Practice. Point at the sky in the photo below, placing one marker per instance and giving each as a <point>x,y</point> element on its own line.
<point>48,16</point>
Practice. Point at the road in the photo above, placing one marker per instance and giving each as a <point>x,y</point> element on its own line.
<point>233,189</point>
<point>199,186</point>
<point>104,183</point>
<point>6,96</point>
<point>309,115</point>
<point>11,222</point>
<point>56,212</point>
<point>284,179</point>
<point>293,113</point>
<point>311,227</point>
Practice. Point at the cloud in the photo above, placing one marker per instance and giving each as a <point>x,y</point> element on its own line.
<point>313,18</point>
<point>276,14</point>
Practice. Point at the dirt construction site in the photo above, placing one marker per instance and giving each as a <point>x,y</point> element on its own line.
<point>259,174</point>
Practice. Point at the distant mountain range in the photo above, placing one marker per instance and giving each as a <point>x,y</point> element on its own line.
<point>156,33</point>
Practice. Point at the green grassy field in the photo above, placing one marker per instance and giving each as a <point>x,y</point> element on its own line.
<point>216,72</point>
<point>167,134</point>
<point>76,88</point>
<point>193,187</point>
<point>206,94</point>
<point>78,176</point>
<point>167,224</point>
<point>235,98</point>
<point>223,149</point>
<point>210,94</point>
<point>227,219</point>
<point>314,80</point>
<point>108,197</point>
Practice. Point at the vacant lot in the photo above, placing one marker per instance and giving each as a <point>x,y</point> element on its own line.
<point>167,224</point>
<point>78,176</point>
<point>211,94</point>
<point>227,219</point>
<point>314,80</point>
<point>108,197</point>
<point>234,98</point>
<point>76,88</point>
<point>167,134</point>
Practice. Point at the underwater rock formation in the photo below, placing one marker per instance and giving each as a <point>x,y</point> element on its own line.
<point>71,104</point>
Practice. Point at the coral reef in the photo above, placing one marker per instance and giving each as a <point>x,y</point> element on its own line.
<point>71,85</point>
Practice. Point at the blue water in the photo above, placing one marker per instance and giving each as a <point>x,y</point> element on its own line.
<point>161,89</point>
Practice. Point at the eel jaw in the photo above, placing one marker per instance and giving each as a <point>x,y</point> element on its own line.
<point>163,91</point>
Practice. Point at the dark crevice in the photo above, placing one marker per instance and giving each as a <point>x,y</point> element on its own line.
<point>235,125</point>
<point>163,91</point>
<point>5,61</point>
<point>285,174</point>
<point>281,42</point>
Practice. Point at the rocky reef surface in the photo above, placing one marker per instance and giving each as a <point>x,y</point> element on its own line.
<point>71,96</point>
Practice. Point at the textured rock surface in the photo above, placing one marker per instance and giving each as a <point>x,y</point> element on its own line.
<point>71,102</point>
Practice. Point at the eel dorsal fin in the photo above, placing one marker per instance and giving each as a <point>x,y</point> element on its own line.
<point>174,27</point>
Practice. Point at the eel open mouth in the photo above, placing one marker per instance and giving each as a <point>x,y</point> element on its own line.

════

- EXERCISE DETAILS
Set down the whole listing above again, line by line, with each line unchanged and in its original order.

- ANSWER TO THE EXERCISE
Practice. Point at the sky in the photo below, placing one marker per instance and giving each as a <point>x,y</point> element on its own line.
<point>48,16</point>
Practice. Point at the road in the photo above, placing one marker per instance and giving each as a <point>x,y</point> element on its own line.
<point>233,189</point>
<point>199,186</point>
<point>104,183</point>
<point>6,96</point>
<point>309,115</point>
<point>11,222</point>
<point>56,212</point>
<point>284,179</point>
<point>293,113</point>
<point>311,227</point>
Practice. Point at the cloud in the photo above, placing one marker per instance and giving each as a <point>x,y</point> element on its own line.
<point>313,18</point>
<point>276,14</point>
Practice. Point at the dirt construction site in the photo above, placing one marker per instance and giving each as a <point>x,y</point> element on its own line.
<point>259,174</point>
Practice. Point at the distant mountain range in the photo above, placing one marker per instance and giving each as a <point>x,y</point> element on its own line.
<point>156,33</point>
Practice. Point at the green grassy field in the photo above, placing one marker per instance and giving each as a <point>x,y</point> element on its own line.
<point>216,72</point>
<point>167,134</point>
<point>76,88</point>
<point>193,187</point>
<point>206,94</point>
<point>78,176</point>
<point>167,224</point>
<point>235,98</point>
<point>223,149</point>
<point>210,94</point>
<point>227,219</point>
<point>314,80</point>
<point>108,197</point>
Practice. Point at the vacant lot in the photo above, placing one marker per instance and giving each as a <point>x,y</point> element on its own line.
<point>167,224</point>
<point>78,176</point>
<point>211,94</point>
<point>227,219</point>
<point>314,80</point>
<point>108,197</point>
<point>234,98</point>
<point>76,88</point>
<point>167,134</point>
Practice. Point at the underwater rock formation in the photo below, placing one marker per instance and giving each as a <point>x,y</point> element on its own line.
<point>71,104</point>
Practice. Point at the coral reef in the photo above, placing one marker per instance and giving each as a <point>x,y</point> element on its own line.
<point>71,85</point>
Practice. Point at the blue water in the photo above, placing one marker per instance and giving each as a <point>x,y</point> element on its own line.
<point>161,89</point>
Practice. Point at the eel jaw in the photo above, placing one marker per instance and giving each as a <point>x,y</point> element on its own line.
<point>163,91</point>
Practice. Point at the dark crevice in the photo above, placing one marker per instance and giving each as a <point>x,y</point> element on its own line.
<point>235,125</point>
<point>163,91</point>
<point>5,61</point>
<point>285,174</point>
<point>281,42</point>
Practice. Point at the rocky reef surface in the photo above, placing one marker per instance and giving each as a <point>x,y</point> element on its own line.
<point>71,96</point>
Practice. Point at the textured rock surface in the photo above, placing one marker per instance and giving each as a <point>x,y</point> element on its own line.
<point>71,102</point>
Practice. Point at the eel dorsal fin in the photo above, placing one marker per instance and giving each as a <point>x,y</point> element on its own line.
<point>174,27</point>
Practice. Point at the eel open mouth in the photo above, placing one marker per instance and giving each as a <point>x,y</point> element on its own line.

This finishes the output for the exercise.